▶ **PROMPT**: Could you write out, word for word, each line from the one containing "Each instance of the marble" to the last line of the data below, both included and nothing more?

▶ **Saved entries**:
+-------+

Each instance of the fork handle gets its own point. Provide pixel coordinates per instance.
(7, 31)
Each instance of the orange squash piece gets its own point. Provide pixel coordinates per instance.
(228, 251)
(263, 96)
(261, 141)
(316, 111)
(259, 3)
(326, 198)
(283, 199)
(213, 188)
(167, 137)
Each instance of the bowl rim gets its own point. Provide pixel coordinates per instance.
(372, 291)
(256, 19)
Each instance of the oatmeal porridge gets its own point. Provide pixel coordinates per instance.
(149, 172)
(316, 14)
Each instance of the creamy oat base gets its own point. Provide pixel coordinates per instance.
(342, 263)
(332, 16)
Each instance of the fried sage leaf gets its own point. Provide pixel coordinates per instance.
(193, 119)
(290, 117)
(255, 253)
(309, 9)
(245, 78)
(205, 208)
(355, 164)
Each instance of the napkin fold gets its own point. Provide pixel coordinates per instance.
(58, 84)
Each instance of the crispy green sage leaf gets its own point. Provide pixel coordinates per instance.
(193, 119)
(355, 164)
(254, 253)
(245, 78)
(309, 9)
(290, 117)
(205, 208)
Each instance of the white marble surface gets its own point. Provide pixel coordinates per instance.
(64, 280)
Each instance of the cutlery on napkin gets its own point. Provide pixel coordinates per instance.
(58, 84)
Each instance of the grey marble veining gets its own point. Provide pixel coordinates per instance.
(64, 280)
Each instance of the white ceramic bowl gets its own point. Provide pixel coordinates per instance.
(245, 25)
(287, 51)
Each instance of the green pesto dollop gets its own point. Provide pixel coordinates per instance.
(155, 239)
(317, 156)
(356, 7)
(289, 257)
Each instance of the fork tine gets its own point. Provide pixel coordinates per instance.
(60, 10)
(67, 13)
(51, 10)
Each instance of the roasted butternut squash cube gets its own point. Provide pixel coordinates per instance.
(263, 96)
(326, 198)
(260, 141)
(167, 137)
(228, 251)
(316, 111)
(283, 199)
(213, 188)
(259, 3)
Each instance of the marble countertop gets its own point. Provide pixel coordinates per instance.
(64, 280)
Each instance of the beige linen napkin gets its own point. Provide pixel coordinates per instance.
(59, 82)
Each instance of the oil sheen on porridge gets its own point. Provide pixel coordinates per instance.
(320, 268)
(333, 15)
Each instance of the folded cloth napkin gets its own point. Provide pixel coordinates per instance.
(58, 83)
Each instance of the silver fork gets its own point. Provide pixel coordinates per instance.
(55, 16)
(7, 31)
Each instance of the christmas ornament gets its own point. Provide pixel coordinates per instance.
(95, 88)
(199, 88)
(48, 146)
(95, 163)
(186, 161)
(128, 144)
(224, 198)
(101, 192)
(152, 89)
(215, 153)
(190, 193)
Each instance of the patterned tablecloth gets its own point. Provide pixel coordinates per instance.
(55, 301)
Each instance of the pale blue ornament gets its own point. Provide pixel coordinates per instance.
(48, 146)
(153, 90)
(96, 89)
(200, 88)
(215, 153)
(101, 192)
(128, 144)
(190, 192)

+-------+

▶ **SOLUTION FOR THIS EXERCISE**:
Each instance of the marble countertop gets its own point. Provide pixel coordinates per instance.
(64, 280)
Each instance of the beige linen napkin gets its own point. Provide pixel coordinates per instance.
(59, 82)
Each instance of the oil sheen on porridge gets its own point. Provide pixel coordinates per instance.
(320, 268)
(333, 15)
Each instance of the folded cloth napkin gets its own point. Provide pixel coordinates per instance.
(58, 83)
Each instance of the silver fork gets its own point. Provide pixel coordinates per instance.
(55, 16)
(7, 31)
Each instance of the christmas ornament gets its own point. Provide pixel coordinates per instance.
(95, 88)
(199, 88)
(48, 146)
(95, 163)
(186, 161)
(128, 144)
(224, 198)
(101, 192)
(152, 89)
(215, 153)
(190, 193)
Each instance of the patterned tablecloth gets its own point. Provide pixel coordinates per instance.
(55, 301)
Each instance of the pale blue ornament gets its own point. Provide pixel coordinates per instance.
(48, 146)
(153, 90)
(96, 89)
(200, 88)
(215, 153)
(101, 192)
(128, 144)
(190, 192)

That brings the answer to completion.